* Dataset:

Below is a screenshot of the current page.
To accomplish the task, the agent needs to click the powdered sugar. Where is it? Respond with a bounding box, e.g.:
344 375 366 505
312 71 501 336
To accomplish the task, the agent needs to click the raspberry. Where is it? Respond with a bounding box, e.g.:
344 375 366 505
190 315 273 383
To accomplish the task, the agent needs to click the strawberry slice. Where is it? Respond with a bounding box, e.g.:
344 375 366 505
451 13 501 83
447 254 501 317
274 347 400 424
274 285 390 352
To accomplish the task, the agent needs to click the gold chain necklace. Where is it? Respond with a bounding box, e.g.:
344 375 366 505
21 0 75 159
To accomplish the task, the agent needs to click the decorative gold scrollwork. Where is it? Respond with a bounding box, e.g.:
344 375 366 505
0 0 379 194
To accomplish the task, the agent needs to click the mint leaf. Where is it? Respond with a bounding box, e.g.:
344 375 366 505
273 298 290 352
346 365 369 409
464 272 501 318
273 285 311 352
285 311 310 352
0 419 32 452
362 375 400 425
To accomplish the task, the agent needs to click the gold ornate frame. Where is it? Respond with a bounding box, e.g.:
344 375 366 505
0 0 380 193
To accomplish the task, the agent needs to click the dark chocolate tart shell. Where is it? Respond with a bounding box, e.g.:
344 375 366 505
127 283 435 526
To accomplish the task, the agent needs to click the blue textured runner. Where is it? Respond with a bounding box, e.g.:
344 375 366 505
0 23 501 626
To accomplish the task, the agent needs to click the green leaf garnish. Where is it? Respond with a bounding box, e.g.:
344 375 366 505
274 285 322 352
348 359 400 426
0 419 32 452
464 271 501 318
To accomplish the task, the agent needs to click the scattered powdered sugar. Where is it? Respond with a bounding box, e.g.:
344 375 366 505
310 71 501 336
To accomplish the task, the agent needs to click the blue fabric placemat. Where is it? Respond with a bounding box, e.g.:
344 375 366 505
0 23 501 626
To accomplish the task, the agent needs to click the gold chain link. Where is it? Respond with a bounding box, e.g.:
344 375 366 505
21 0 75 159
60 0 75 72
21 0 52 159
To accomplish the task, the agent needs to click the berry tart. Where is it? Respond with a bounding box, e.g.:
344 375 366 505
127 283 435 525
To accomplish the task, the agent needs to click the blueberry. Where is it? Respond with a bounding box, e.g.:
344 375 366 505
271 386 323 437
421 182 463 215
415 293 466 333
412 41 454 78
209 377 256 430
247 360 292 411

* Required task: Please copy out the records above, beginning at the line that contains "To accomplish the task, the agent needs to click the berry" and continuing through the end of the records.

* Solution below:
To accomplish the task, the agent needs to click the berry tart. Where is it? Respond with a bounding box, e.g.:
344 375 366 505
127 283 435 525
To accomplish the task, the agent needs to click the blueberry. Where is it? Respond with a bounding box, e.g.:
344 375 366 505
271 386 323 437
421 182 463 215
415 293 466 333
412 41 454 78
209 377 256 430
247 360 292 411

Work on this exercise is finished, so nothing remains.